READING TEXT »
»»

There is general ignorance on the benefits of neutering; some vets still tell owners that it is healthy for their bitches to have at least one litter during her life time – puppies that most often end up on street.
Based on a sociological study done by the Association 'Pro-Democratia', it appears that the majority of residents of Bucharest did not have anything against the dogs living in their residential area.
The aversion for the dogs that a part of the population feels, has been generated by some regrettable incidents, and by a propagandist, sensational media.
The stray dogs have divided the Romanian society, igniting a real conflict between those who want a humane management of stray dogs, and those in support of the mass killing of dogs, without any distinction. This conflict has been exploited in the media, unscrupulously by all major TV stations, instead of being silenced, and only for ratings.
The impact of this “euthanasia“ law has been a very negative one, generating protests in Bucharest, in other big cities in Romania and has traumatized very many people. AMay 2014 survey revealed that:
62% of Romanians are against the killing of stray dogs.
A large part of Romania’s population would instead prefer an alternative resolution for this issue:
84% prefer the option of keeping dogs in shelters,
and 72% believe that gentle animals can be returned to the street if they are neutered”
The current situation
Romania's stray animal population consists mostly of dogs and cats, but sporadically, working animals, such as horses and donkeys are abandoned, too. Regarding the dogs, the problem is not just stray dogs. The problem is loose dogs. Even today a very high percentage of owned dogs are not sterilized but allowed to roam freely and to mate as they wish. Approximately 5 million puppies are born in rural areas in Romania each years. Some are then killed by their owners, the others are simply abandoned on the streets or in the woods.
In cities, and before the introduction of the current law 258/2013, when the residents left for work in the morning, they simply let their dogs out on the street. If they were caught by dog catchers, the owners picked them up from the shelter and paid a fine. These dogs breed with other loose or abandoned dogs and they create new puppies.
The only humane and proven effective method to reduce and stabilize stray animal populations, C-N-R (catch-neuter-return) as recommended by WHO, OIE and FVE, has been completely dismissed in Romania's current stray management program, according to Law 258/2013. Ignoring all recommendations on what is considered "international best practice', as well as the experiences from the years 2001-2008 in their own country, Romania opted for a stray animal policy that has failed anywhere in the world.
The authorities claim that Law 258/2013 is an "adoption law", but whereas financing, facilities and new homes are not, in practice, available to accommodate the high number of dogs, the essential content of the policy is indeed “Catch & Kill”
The number of stray dogs and feral cats is not known officially, because, despite the provisions of Law 60/2004 for the ratification of the European Convention for the Protection of Companion Animals (which we will name “Convention“ in this presentation), which obliges the Romanian government to identify and register all animals with owners (all dogs and cats with owners) the authorities did not manifest any interest for periodical evaluations/counting or identification/registration of dogs and cats.

««

RECORDS PROVIDED »
»»

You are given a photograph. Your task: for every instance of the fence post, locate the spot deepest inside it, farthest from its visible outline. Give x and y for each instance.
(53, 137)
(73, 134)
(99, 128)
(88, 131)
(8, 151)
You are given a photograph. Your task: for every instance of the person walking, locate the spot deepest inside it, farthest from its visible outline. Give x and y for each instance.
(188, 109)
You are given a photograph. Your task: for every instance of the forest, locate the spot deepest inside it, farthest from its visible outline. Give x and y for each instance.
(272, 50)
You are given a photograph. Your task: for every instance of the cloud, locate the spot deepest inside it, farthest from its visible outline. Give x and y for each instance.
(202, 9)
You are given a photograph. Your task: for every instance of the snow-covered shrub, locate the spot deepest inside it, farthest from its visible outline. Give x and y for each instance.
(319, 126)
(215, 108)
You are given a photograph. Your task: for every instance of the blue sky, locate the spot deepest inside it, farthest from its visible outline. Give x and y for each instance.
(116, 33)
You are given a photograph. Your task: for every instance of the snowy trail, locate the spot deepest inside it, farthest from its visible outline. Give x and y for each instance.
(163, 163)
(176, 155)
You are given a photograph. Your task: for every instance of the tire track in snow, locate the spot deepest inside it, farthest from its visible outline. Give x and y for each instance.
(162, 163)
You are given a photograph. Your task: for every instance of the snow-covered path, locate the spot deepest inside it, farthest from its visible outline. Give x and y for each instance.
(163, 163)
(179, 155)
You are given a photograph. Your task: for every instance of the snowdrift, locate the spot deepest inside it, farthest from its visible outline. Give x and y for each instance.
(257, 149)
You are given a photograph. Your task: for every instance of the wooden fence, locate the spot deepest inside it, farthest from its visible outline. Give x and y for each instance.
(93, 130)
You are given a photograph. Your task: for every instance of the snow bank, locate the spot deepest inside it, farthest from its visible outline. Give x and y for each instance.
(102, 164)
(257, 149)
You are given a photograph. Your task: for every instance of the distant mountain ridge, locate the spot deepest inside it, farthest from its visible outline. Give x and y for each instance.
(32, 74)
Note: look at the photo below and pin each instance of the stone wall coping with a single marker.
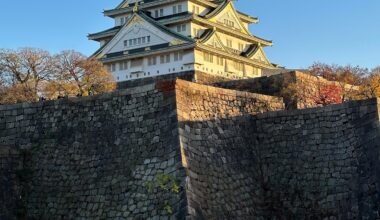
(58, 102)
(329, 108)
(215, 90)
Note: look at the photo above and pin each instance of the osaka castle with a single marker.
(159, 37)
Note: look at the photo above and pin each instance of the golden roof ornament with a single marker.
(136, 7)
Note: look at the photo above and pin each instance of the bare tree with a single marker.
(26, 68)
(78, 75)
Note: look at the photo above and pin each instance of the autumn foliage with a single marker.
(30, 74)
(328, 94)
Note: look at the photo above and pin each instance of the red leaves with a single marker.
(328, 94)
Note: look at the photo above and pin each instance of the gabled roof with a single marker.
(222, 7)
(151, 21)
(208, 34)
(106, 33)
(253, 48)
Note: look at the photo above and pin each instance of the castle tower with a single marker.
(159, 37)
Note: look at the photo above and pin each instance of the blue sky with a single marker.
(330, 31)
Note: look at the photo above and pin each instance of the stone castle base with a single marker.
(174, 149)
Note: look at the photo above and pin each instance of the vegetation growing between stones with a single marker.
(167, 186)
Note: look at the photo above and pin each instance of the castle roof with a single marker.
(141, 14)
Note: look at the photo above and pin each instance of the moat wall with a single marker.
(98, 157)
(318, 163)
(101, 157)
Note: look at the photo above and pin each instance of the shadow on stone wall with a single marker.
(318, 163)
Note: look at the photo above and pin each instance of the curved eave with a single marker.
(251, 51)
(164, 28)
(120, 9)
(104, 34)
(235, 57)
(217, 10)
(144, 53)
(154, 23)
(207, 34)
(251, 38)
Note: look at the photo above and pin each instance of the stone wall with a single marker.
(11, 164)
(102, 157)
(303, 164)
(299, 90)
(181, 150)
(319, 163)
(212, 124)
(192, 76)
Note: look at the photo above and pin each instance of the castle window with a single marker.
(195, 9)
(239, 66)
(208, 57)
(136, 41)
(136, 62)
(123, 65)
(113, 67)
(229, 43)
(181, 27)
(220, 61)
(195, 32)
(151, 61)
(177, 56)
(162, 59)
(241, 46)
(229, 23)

««
»»

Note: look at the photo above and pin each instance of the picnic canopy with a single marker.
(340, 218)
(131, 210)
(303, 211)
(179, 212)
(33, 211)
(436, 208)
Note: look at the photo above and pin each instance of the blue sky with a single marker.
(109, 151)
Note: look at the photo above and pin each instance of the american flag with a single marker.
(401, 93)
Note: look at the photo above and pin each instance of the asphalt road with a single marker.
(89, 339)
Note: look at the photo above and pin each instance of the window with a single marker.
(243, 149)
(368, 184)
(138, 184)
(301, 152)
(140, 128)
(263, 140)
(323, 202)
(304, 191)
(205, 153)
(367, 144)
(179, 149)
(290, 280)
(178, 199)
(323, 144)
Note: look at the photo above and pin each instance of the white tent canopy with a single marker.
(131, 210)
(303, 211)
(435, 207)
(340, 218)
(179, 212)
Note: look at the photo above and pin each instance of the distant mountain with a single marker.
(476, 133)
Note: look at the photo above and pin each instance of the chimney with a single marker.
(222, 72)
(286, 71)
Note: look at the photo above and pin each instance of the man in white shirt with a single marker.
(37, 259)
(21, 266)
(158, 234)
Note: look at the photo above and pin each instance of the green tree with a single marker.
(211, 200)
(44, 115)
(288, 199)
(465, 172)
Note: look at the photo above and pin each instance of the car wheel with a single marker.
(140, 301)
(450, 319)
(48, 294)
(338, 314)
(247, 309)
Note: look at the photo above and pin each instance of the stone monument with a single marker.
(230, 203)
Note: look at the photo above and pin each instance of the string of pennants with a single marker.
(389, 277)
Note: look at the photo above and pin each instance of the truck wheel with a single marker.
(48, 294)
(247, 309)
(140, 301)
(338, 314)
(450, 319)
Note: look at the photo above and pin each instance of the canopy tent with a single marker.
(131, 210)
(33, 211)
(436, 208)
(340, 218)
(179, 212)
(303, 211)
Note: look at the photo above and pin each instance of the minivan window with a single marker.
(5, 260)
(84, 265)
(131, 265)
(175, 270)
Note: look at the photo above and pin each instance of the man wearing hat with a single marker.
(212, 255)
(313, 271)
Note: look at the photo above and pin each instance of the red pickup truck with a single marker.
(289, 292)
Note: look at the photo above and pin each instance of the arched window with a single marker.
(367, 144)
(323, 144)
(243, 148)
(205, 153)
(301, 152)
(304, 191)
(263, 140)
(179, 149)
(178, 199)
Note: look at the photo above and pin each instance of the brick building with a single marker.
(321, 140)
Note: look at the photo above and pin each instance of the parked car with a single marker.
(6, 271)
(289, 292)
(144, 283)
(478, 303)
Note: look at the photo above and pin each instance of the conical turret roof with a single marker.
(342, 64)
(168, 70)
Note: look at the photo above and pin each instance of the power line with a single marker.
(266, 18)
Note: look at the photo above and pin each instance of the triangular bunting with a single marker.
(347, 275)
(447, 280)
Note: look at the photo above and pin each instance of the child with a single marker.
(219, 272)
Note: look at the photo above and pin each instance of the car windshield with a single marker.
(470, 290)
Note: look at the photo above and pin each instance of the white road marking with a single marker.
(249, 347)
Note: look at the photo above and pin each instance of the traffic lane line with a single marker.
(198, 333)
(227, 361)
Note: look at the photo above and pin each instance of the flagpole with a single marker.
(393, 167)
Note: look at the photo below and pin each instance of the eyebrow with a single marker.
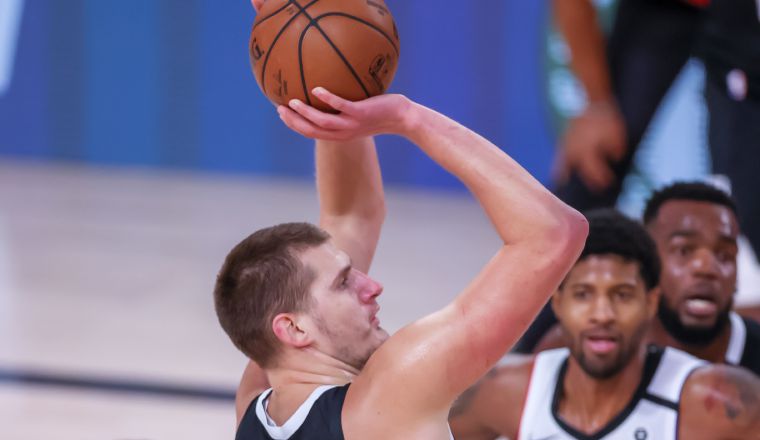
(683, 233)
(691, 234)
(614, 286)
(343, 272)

««
»»

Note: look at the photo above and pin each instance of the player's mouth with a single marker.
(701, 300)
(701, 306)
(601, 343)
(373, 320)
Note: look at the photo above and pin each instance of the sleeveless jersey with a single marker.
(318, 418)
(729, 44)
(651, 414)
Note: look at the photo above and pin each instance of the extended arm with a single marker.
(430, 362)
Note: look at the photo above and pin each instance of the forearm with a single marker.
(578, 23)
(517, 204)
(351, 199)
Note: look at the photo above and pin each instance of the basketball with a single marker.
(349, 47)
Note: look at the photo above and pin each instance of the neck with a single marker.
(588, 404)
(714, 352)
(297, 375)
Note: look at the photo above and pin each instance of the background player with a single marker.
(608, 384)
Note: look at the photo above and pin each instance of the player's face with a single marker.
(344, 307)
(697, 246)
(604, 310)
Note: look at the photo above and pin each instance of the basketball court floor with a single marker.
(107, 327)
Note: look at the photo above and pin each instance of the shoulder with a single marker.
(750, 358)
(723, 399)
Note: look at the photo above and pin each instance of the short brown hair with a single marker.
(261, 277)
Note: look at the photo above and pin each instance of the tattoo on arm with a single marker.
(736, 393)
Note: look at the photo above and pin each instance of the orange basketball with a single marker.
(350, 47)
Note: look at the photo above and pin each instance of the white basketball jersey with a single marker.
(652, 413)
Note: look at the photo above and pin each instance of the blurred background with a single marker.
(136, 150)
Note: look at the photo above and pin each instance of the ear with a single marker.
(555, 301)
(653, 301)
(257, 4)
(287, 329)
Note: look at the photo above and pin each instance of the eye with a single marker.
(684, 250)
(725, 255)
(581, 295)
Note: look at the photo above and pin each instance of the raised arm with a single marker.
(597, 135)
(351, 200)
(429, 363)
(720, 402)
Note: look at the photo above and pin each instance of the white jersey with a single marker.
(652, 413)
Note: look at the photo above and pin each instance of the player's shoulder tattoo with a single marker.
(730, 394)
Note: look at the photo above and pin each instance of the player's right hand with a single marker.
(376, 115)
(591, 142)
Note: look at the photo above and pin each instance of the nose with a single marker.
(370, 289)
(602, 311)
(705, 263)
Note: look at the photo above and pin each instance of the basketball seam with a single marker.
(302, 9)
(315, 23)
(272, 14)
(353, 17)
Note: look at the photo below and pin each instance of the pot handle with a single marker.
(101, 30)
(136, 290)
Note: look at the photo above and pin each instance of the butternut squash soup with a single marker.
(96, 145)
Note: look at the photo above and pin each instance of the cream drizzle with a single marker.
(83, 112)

««

PROMPT 1 » In the text on Romania's stray dogs, what share of Romanians does the May 2014 survey say are against killing stray dogs?
PROMPT 2 » Write the next part of the text on Romania's stray dogs, starting after its final sentence.
The entries come from a separate source and are unrelated to the text on Romania's stray dogs.

EXERCISE OUTPUT 1 » 62%

EXERCISE OUTPUT 2 »
Because of the lack of a data base for identification/registration, sanctions for the abandonment of dogs could not be applied, although it is obvious that this is a constant phenomenon.
According to the current Law 258/2013, the identification and registration of all animals is mandatory since 1st of January, 2015, but the process is very slow due to the high fees to be paid by the dog owners, the general lack of information and because the central data base is not managed by ANSVSA (a public institution) or an operator/company with experience in this field, but by the CMVR (College of Veterinarians). Even though the law compels pet owners to microchip dogs by January 2015, under penalty of a RON 3,000 fine, data provided by the College of Veterinarians and published in the report released by Friedrich Ebert Stiftung, shows that only 300,126 dogs were recorded in the RECS database at that time (January 2015).
There is no data base for the registration of the cats, either.
The official or unofficial assumptions have a large margin of error, and where the authorities pretend to have done this, there are in fact no documents or any material evidence to prove that these censuses have indeed been done in reality. Actually, there is no official number not even for dogs with owners because no censuses have ever been done and, until Sept. 2013 the government did not have any program for the registration and identification of dogs and cats in place. There is no reliable data base for the so-called “dangerous and aggressive dogs" as required by the Law from 2002 obliging owners of so-called “dangerous and aggressive dogs" to have these dogs registered with the Police, either.
The vast majority of dogs (with and without owners) are not neutered/spayed and until September 2013, the authorities have constantly ignored the recommendations on the necessary measures to take in order to stop the reproduction of stray dogs and to encourage their sterilization as stipulated in the Convention.
With the current Law 258/2013 from September 2013, the Romanian authorities introduced the discriminatory mandatory obligation to neuter/spay only dogs of common breeds. Given that the costs for sterilization are very high, and especially in rural zones, where the technical/medical capacities to perform these surgeries are also missing (meaning that rural zones lack the capacity to have these surgeries performed on animals), and that there is no financial support for those who cannot afford these fees, the prognosis is sadly very pessimistic: owned animals have already multiplied, and will continue to multiply and their offspring will simply be abandoned.
According to a study published in September 2014, only 26% of said owners said that they would sterilize their dogs, with most of them being unwilling to pay more than 50 RON for sterilization, while 16% said they were not willing to pay anything for sterilization, registration and vaccination at all.
According to a report on the stray animal situation in Romania, published by the Friedrich Eberhardt Stiftung , currently, the cheapest veterinary neutering in Bucharest is RON 50 (approximately EUR 11) for a stray male and RON 60 (EUR 13) for a stray female. However, the average prices are much higher, most vets charge around RON 200 (EUR 45); such amounts are mostly unaffordable, considering that the gross minimum salary in Romania is RON 900 (EUR 204) and the average gross salary in April 2014 was RON 1735 (EUR 394).
According to the same report  again, a number of 5.2 million dogs that have an owner, meaning 82% of the dogs of Romania, are located in rural areas, where people lack financial resources to neuter their animals. The statistics presented by CoV show that out of the total number of dogs registered with RECS only 57,184 dogs were neutered countrywide. 
International NGOs and volunteers such Dr Aurelian Stefan tour Romania to provide free neutering, but the progress is understandably rather slow due to lack of both funds and staff. Therefore, in the absence of a program to fund neutering and identification of dogs that have an owner, the current law will be unable to reduce the widespread phenomenon of stray dogs.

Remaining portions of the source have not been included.